*Task requirements*: All of the data below is to be output without alteration.

*Data to process*:
★ ★ ★ ★ ★
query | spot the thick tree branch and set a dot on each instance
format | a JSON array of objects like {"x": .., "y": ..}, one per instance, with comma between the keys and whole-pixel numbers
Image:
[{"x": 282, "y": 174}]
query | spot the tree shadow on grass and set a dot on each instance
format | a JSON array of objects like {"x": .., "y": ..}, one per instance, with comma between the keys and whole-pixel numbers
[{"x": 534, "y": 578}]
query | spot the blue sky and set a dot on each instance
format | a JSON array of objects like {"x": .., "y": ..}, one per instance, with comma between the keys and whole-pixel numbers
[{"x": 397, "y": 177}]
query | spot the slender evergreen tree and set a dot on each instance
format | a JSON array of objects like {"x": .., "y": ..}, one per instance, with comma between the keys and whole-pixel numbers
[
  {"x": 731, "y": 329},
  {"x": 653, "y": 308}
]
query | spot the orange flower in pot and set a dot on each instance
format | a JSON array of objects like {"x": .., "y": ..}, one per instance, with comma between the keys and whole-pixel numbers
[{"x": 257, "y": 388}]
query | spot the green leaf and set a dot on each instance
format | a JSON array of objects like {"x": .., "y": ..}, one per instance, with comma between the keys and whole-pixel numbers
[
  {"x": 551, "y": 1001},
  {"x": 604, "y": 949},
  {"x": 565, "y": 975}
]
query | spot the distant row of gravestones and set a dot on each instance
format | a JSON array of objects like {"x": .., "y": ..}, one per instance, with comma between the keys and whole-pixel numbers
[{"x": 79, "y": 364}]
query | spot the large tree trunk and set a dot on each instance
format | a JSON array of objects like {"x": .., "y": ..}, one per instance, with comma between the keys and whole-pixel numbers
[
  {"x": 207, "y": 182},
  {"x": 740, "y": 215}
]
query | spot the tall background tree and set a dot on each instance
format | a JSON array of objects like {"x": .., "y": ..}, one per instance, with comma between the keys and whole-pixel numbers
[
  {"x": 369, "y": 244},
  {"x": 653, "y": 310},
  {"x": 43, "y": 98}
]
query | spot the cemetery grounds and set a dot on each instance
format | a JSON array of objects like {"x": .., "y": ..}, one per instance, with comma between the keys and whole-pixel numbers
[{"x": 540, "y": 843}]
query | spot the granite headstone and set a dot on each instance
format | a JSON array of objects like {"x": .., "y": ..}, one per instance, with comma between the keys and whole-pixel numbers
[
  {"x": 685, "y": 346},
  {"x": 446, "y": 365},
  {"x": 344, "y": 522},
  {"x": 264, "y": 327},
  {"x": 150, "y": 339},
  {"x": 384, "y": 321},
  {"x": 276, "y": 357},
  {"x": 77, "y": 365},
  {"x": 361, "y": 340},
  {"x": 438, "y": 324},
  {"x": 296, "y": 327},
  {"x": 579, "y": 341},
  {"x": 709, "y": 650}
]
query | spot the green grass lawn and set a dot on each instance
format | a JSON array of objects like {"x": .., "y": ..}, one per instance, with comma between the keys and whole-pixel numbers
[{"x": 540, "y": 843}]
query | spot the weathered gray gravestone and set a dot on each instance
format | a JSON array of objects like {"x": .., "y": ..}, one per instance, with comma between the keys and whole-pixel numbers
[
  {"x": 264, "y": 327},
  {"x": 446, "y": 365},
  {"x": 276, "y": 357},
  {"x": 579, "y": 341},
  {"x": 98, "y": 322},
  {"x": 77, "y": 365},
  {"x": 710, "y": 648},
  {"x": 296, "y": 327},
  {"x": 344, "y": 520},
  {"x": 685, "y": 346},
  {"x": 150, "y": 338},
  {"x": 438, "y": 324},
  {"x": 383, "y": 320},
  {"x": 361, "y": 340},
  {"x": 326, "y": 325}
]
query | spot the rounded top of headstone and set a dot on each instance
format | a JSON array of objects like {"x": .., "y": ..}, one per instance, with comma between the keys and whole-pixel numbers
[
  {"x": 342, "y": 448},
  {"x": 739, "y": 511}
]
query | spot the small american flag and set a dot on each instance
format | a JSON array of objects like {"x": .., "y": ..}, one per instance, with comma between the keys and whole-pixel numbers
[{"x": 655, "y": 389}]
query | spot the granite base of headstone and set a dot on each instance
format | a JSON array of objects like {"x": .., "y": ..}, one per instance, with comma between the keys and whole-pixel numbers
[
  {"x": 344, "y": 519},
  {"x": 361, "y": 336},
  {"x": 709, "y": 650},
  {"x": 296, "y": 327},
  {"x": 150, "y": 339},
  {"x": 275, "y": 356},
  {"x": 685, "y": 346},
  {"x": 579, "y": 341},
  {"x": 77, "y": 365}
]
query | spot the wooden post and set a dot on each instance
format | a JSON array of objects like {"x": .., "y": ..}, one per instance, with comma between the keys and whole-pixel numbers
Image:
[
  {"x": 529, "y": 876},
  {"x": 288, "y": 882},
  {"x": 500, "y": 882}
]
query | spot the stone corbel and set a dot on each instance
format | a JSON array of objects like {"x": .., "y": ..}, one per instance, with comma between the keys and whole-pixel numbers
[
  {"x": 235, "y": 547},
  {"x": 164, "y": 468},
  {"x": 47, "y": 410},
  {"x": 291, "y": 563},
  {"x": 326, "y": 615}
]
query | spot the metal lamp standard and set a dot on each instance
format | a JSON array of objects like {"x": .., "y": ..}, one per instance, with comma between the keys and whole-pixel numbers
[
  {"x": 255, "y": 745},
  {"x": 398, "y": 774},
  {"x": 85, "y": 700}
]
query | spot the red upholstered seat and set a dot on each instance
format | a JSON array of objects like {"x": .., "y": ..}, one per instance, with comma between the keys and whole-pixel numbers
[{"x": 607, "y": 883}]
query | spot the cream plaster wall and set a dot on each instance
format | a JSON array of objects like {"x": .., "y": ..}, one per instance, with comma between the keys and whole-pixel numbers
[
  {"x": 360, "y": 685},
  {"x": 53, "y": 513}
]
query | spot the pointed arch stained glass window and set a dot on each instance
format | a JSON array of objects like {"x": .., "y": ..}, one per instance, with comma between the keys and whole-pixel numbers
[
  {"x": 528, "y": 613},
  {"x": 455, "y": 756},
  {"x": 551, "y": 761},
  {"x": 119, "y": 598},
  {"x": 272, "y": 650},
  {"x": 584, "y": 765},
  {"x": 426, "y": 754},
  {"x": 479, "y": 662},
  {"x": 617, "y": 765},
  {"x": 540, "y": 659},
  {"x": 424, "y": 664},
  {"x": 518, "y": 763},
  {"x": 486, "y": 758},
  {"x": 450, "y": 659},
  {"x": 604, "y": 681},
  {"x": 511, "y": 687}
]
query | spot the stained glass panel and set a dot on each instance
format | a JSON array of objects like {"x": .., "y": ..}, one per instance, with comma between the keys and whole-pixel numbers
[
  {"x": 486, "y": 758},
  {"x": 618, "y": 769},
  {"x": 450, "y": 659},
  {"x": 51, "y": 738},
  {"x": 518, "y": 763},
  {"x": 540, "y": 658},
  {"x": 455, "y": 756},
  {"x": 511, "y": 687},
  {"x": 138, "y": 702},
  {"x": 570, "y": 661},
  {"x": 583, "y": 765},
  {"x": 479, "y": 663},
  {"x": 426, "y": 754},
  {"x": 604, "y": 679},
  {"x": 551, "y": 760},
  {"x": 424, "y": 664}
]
★ ★ ★ ★ ★
*Written response*:
query | spot the thick tree branch and set a dot on each instance
format | a JSON array of objects like {"x": .., "y": ..}, one per instance, with comma between the keys and whole-pixel numbers
Image:
[{"x": 282, "y": 174}]
query | spot the tree shadow on grass and set a dot on each instance
format | a JSON array of objects like {"x": .., "y": ..}, one per instance, with comma between the keys and whole-pixel numbers
[{"x": 534, "y": 578}]
query | spot the blue sky and set a dot on each instance
format | a JSON array of objects like {"x": .., "y": ..}, one per instance, with comma between the keys and whole-pixel numbers
[{"x": 397, "y": 177}]
query | spot the slender evergreen tree and set a dot on each instance
format | a JSON array of objects like {"x": .., "y": ..}, one per instance, with comma between the keys and whole-pixel numbers
[
  {"x": 731, "y": 329},
  {"x": 653, "y": 308}
]
query | spot the orange flower in pot and set a dot on each instance
format | a JSON array of objects like {"x": .., "y": ..}, one per instance, with comma between the keys and whole-pixel numbers
[{"x": 257, "y": 388}]
query | spot the green leaf and set a dot on each instance
format | a JSON array of objects like {"x": .., "y": ..}, one per instance, with comma between the keys and whole-pixel numbers
[
  {"x": 551, "y": 1001},
  {"x": 604, "y": 949},
  {"x": 565, "y": 975}
]
query | spot the distant row of gravestones and set a dot on each instance
format | a JSON array of objects like {"x": .., "y": ..}, one per instance, with comma between the keys and whole-pixel numbers
[{"x": 79, "y": 364}]
query | spot the large tree trunk and set a dot on each instance
format | a JSON array of objects like {"x": .., "y": ..}, one per instance, with comma between the keys and whole-pixel numbers
[
  {"x": 207, "y": 182},
  {"x": 740, "y": 215}
]
query | spot the tall background tree and set a dot on each instance
format | a JSON array of objects like {"x": .., "y": ..}, one per instance, with comma between the keys and whole-pixel numbers
[
  {"x": 369, "y": 244},
  {"x": 653, "y": 310},
  {"x": 43, "y": 98}
]
query | spot the cemetery grounds and set a dot on each instance
format | a JSON array of objects like {"x": .., "y": ..}, one per instance, with comma between the keys and whole-pixel numbers
[{"x": 540, "y": 843}]
query | spot the granite headstone and set a dot on each instance
format | a JSON array of objects like {"x": .., "y": ..}, one per instance, with comma between the keys and whole-pixel numbers
[
  {"x": 685, "y": 346},
  {"x": 446, "y": 365},
  {"x": 344, "y": 522},
  {"x": 264, "y": 327},
  {"x": 150, "y": 339},
  {"x": 384, "y": 321},
  {"x": 276, "y": 357},
  {"x": 77, "y": 365},
  {"x": 361, "y": 340},
  {"x": 438, "y": 324},
  {"x": 296, "y": 327},
  {"x": 579, "y": 341},
  {"x": 709, "y": 650}
]
query | spot the green grass lawn and set a dot on each instance
format | a JSON array of objects like {"x": .., "y": ..}, one per instance, with comma between the keys and whole-pixel numbers
[{"x": 540, "y": 843}]
query | spot the weathered gray gravestone and set a dot on each instance
format | a JSON array of objects like {"x": .., "y": ..}, one per instance, with comma between the keys and whole-pixel numbers
[
  {"x": 264, "y": 327},
  {"x": 446, "y": 365},
  {"x": 276, "y": 357},
  {"x": 579, "y": 341},
  {"x": 98, "y": 322},
  {"x": 77, "y": 365},
  {"x": 710, "y": 648},
  {"x": 296, "y": 327},
  {"x": 344, "y": 520},
  {"x": 685, "y": 346},
  {"x": 150, "y": 338},
  {"x": 438, "y": 324},
  {"x": 383, "y": 320},
  {"x": 361, "y": 340},
  {"x": 326, "y": 325}
]
query | spot the rounded top of headstone and set a dot on each instance
format | a JSON array of objects like {"x": .., "y": ..}, one per instance, with comma between the keys and whole-pixel numbers
[
  {"x": 342, "y": 448},
  {"x": 739, "y": 511}
]
query | spot the small american flag and set a dot on each instance
format | a JSON array of objects like {"x": .., "y": ..}, one per instance, with comma between the keys and whole-pixel numbers
[{"x": 655, "y": 389}]
query | spot the granite base of headstone and set a dot on each instance
format | a JSON array of objects like {"x": .., "y": ..}, one per instance, with comma between the keys and whole-pixel numbers
[
  {"x": 344, "y": 519},
  {"x": 361, "y": 336},
  {"x": 709, "y": 650},
  {"x": 296, "y": 327},
  {"x": 150, "y": 339},
  {"x": 275, "y": 356},
  {"x": 685, "y": 346},
  {"x": 579, "y": 341},
  {"x": 77, "y": 365}
]
query | spot the wooden post and set a dot on each instance
format | a JSON array of objects like {"x": .., "y": ..}, one per instance, with comma between the keys and whole-pixel numbers
Image:
[
  {"x": 529, "y": 876},
  {"x": 288, "y": 882},
  {"x": 500, "y": 882}
]
query | spot the stone corbel and set a dot on each instance
format | a JSON array of objects like {"x": .., "y": ..}, one per instance, with comma between the keys and whole-pixel numbers
[
  {"x": 235, "y": 547},
  {"x": 164, "y": 468},
  {"x": 47, "y": 410},
  {"x": 291, "y": 563},
  {"x": 326, "y": 615}
]
query | spot the metal lamp standard and set a dot on each instance
format | a JSON array of objects like {"x": .., "y": ..}, one per instance, with comma between the keys and whole-pixel numbers
[
  {"x": 255, "y": 745},
  {"x": 398, "y": 774},
  {"x": 85, "y": 700}
]
query | spot the red upholstered seat and set a dot on each instance
format | a JSON array of objects like {"x": .., "y": ..}, one per instance, with comma between the keys and whole-pixel numbers
[{"x": 607, "y": 883}]
query | spot the cream plaster wall and set a dot on each instance
format | a JSON array of objects like {"x": .., "y": ..}, one per instance, with comma between the keys and whole-pixel numbers
[
  {"x": 360, "y": 685},
  {"x": 53, "y": 513}
]
query | spot the pointed arch stained glass window and set a dot on each instance
format | a JSON array of objects like {"x": .., "y": ..}, one per instance, with comma between the keys and whole-pixel numbers
[
  {"x": 528, "y": 613},
  {"x": 455, "y": 756},
  {"x": 551, "y": 761},
  {"x": 119, "y": 598},
  {"x": 272, "y": 650},
  {"x": 584, "y": 765},
  {"x": 426, "y": 754},
  {"x": 479, "y": 662},
  {"x": 617, "y": 765},
  {"x": 540, "y": 659},
  {"x": 424, "y": 664},
  {"x": 518, "y": 763},
  {"x": 486, "y": 758},
  {"x": 450, "y": 659},
  {"x": 604, "y": 681},
  {"x": 511, "y": 687}
]
query | spot the stained glass panel and set a dot on each instance
format | a JSON array of objects like {"x": .., "y": ..}, one per instance, with comma between the keys and whole-pixel numbers
[
  {"x": 486, "y": 758},
  {"x": 618, "y": 769},
  {"x": 450, "y": 659},
  {"x": 51, "y": 738},
  {"x": 518, "y": 763},
  {"x": 540, "y": 658},
  {"x": 455, "y": 756},
  {"x": 511, "y": 687},
  {"x": 138, "y": 702},
  {"x": 570, "y": 661},
  {"x": 583, "y": 765},
  {"x": 479, "y": 663},
  {"x": 426, "y": 754},
  {"x": 604, "y": 679},
  {"x": 551, "y": 760},
  {"x": 424, "y": 664}
]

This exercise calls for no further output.